(Dataset entries)
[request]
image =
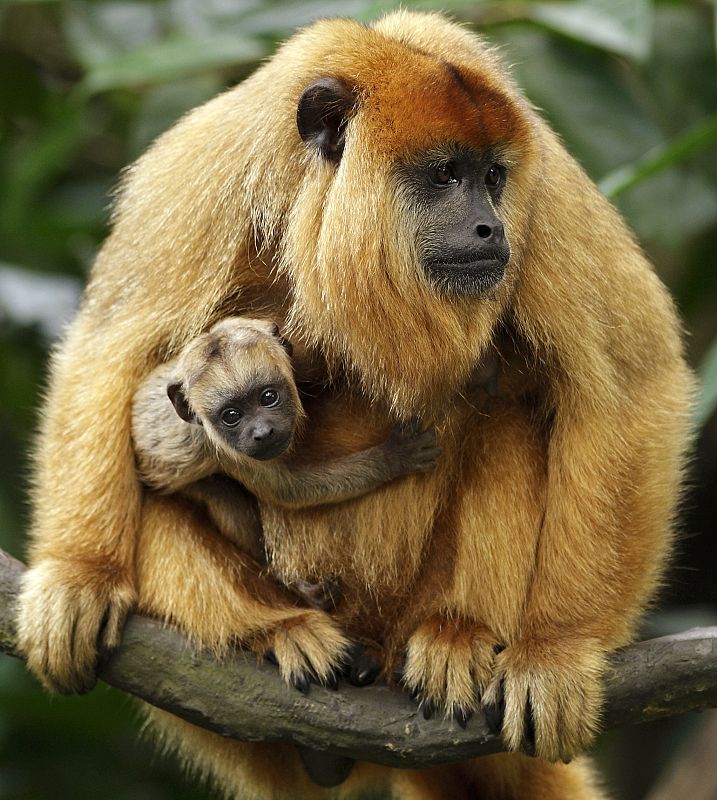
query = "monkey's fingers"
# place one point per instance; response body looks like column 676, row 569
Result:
column 552, row 694
column 448, row 663
column 309, row 647
column 67, row 614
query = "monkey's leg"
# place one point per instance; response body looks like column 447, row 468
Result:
column 193, row 577
column 478, row 566
column 610, row 493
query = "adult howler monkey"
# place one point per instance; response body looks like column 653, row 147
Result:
column 388, row 196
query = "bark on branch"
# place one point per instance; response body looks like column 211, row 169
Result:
column 241, row 699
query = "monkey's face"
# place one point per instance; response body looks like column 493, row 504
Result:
column 259, row 422
column 409, row 233
column 456, row 195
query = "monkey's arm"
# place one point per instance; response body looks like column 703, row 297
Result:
column 171, row 454
column 406, row 450
column 621, row 396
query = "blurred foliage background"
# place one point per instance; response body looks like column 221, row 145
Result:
column 85, row 86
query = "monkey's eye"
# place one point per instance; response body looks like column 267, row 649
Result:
column 443, row 175
column 269, row 398
column 494, row 177
column 230, row 417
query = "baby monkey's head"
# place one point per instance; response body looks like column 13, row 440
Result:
column 236, row 381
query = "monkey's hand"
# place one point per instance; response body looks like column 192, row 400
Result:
column 308, row 647
column 409, row 449
column 449, row 662
column 545, row 696
column 69, row 612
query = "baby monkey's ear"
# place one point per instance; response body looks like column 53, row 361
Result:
column 285, row 343
column 175, row 392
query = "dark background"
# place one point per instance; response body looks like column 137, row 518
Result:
column 85, row 86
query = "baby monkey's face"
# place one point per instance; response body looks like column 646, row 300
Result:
column 258, row 422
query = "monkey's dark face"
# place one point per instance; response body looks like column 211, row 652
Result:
column 456, row 197
column 259, row 422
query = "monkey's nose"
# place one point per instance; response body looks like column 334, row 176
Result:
column 262, row 432
column 491, row 231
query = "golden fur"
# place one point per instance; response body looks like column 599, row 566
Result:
column 546, row 524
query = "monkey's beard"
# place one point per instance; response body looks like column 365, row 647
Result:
column 411, row 345
column 362, row 296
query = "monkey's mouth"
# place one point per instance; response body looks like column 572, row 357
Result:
column 471, row 277
column 271, row 448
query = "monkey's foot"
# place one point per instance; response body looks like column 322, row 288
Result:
column 362, row 665
column 309, row 647
column 545, row 696
column 449, row 662
column 69, row 612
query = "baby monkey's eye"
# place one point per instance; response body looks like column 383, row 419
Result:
column 268, row 398
column 230, row 417
column 443, row 175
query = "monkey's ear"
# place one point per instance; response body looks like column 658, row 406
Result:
column 175, row 392
column 322, row 114
column 287, row 345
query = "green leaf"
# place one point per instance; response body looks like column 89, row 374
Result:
column 170, row 59
column 707, row 397
column 660, row 158
column 620, row 26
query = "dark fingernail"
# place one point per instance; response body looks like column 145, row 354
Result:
column 462, row 715
column 529, row 729
column 301, row 682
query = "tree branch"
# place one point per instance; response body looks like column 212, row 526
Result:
column 241, row 699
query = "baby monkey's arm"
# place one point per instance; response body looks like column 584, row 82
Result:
column 407, row 449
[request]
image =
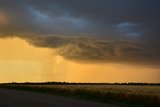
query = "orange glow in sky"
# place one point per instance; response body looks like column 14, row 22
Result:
column 21, row 62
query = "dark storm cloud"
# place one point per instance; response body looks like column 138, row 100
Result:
column 129, row 28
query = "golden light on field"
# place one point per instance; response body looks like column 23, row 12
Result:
column 21, row 62
column 3, row 19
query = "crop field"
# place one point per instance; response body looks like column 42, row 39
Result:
column 128, row 95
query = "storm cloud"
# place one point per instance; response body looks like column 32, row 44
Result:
column 107, row 30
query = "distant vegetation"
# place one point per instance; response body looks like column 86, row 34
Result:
column 129, row 94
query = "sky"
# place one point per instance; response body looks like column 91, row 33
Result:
column 80, row 40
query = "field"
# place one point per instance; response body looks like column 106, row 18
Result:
column 128, row 95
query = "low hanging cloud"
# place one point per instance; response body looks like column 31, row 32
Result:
column 90, row 49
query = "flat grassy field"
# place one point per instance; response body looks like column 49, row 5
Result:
column 127, row 95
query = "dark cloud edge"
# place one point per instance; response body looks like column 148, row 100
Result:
column 91, row 50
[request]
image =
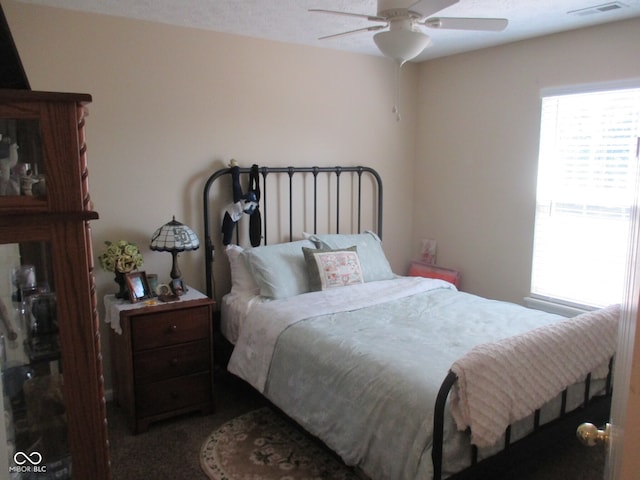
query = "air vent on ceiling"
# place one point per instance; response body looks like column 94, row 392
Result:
column 606, row 7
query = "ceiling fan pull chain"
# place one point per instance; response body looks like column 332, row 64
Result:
column 396, row 106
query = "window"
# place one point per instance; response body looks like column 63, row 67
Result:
column 586, row 185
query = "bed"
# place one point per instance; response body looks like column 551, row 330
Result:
column 403, row 377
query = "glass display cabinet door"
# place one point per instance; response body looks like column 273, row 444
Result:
column 34, row 420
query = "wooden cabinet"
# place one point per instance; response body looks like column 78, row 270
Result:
column 162, row 357
column 52, row 384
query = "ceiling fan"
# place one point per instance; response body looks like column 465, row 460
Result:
column 400, row 35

### GIVEN REQUEST
Copy the records word for word, leaving no picture in the copy.

### EXERCISE OUTPUT
[request]
image =
query = "monkey's fingers"
# place one point per instance; response body looks like column 676, row 569
Result:
column 552, row 694
column 448, row 663
column 309, row 647
column 67, row 614
query = "monkey's leg"
# place one point per instance; response body looks like column 447, row 468
Result:
column 193, row 577
column 478, row 566
column 610, row 493
query = "adult howler monkey"
# place one point per instance; response body looks like column 653, row 147
Result:
column 388, row 196
query = "bark on branch"
# place one point per instance; response body looks like column 211, row 169
Result:
column 241, row 699
query = "monkey's face"
# place one point per instance; response body looks like column 493, row 504
Result:
column 259, row 422
column 409, row 233
column 456, row 195
query = "monkey's arm"
# place one point per instance; response body looks like column 703, row 297
Result:
column 171, row 454
column 406, row 450
column 621, row 396
query = "blurred foliage background"
# place one point per instance; response body looks like column 221, row 145
Result:
column 85, row 86
query = "monkey's eye"
# place one point per instance; response body looks like column 267, row 649
Result:
column 443, row 175
column 269, row 398
column 494, row 177
column 230, row 417
query = "baby monkey's head"
# place one point per instance; response body looks like column 13, row 440
Result:
column 236, row 381
query = "monkey's hand"
# place one point per instance; response body looks like column 192, row 400
Result:
column 308, row 647
column 409, row 449
column 449, row 662
column 545, row 696
column 69, row 612
query = "baby monkey's ear"
# place one point per instance; response body looks like column 53, row 361
Result:
column 285, row 343
column 175, row 392
query = "dark background"
# place one point per instance; response body looks like column 137, row 518
Result:
column 85, row 86
query = "baby monkey's face"
# place one point per instance; response body looks like column 646, row 300
Result:
column 258, row 422
query = "monkey's dark face"
# place one point per instance; response body looks like column 211, row 652
Result:
column 456, row 197
column 259, row 422
query = "monkey's nose"
# place one point per instance; response body looks like column 334, row 176
Result:
column 262, row 432
column 491, row 231
query = "golden fur"
# place one point per instance; response body looks like column 599, row 566
Result:
column 546, row 524
query = "monkey's beard"
# place one point per instance; response body looks like column 365, row 647
Result:
column 411, row 345
column 362, row 296
query = "monkey's mouth"
# place one point per instance; response body looks like column 572, row 357
Result:
column 471, row 277
column 271, row 448
query = "monkey's foot"
# place one point per instance; response body looks like column 322, row 288
Result:
column 362, row 665
column 309, row 647
column 545, row 696
column 449, row 662
column 69, row 612
query = "baby monkey's eye"
# place one point per instance; response body looks like column 383, row 419
Result:
column 268, row 398
column 230, row 417
column 443, row 175
query = "monkey's ear"
# place one point per instance; response body looks like column 658, row 406
Result:
column 175, row 392
column 322, row 114
column 287, row 345
query = "green leaf"
# place one point per instance; response body looks like column 89, row 374
Result:
column 170, row 59
column 707, row 397
column 660, row 158
column 620, row 26
query = "dark fingernail"
# place one point per instance; response body looks like column 145, row 354
Result:
column 462, row 715
column 529, row 729
column 301, row 682
query = "tree branch"
# place one point per instance; response body looks like column 212, row 526
Result:
column 241, row 699
query = "baby monkey's arm"
# place one point per instance; response body looks like column 584, row 82
Result:
column 407, row 449
[request]
image =
query = "orange glow in sky"
# place one point per instance; response body looks like column 14, row 22
Result:
column 21, row 62
query = "dark storm cloud"
# place one point per instance; response body looks like column 138, row 100
Result:
column 129, row 28
query = "golden light on field"
# place one point per instance; response body looks like column 23, row 12
Result:
column 21, row 62
column 3, row 19
query = "crop field"
# place one point per instance; response body looks like column 42, row 39
Result:
column 128, row 95
query = "storm cloud"
# place one point per instance; response body looks like column 32, row 44
Result:
column 107, row 30
query = "distant vegetation"
# place one point per instance; response body looks like column 86, row 34
Result:
column 129, row 94
query = "sky"
# place one point per instance; response body looks like column 91, row 33
Result:
column 80, row 40
query = "field"
# place one point per instance; response body looks like column 106, row 18
Result:
column 128, row 95
query = "low hanging cloud"
# place one point per instance; response body looks like column 31, row 32
Result:
column 90, row 49
query = "flat grassy field"
# place one point per instance; response body looks like column 49, row 5
Result:
column 127, row 95
query = "dark cloud edge"
# place one point per instance; response body looks like column 148, row 100
Result:
column 91, row 50
[request]
image =
query = "air vent on ceiling"
# place one point per instance; response body looks like column 94, row 392
Result:
column 606, row 7
query = "ceiling fan pull chain"
# place one point per instance; response body looks like column 332, row 64
Result:
column 396, row 106
query = "window"
# place one point per instance; response body looks like column 63, row 67
Result:
column 586, row 185
query = "bed"
# place one point per instance; response body looks like column 551, row 330
Result:
column 403, row 377
query = "glass display cabinet door"
# place one point per instance; response body looks like column 273, row 444
Result:
column 34, row 420
query = "wooden cabinet"
# place one point per instance; response body looks like column 78, row 270
Result:
column 162, row 357
column 52, row 384
query = "ceiling fan"
# place one point per instance; response body looks like column 465, row 460
Result:
column 400, row 35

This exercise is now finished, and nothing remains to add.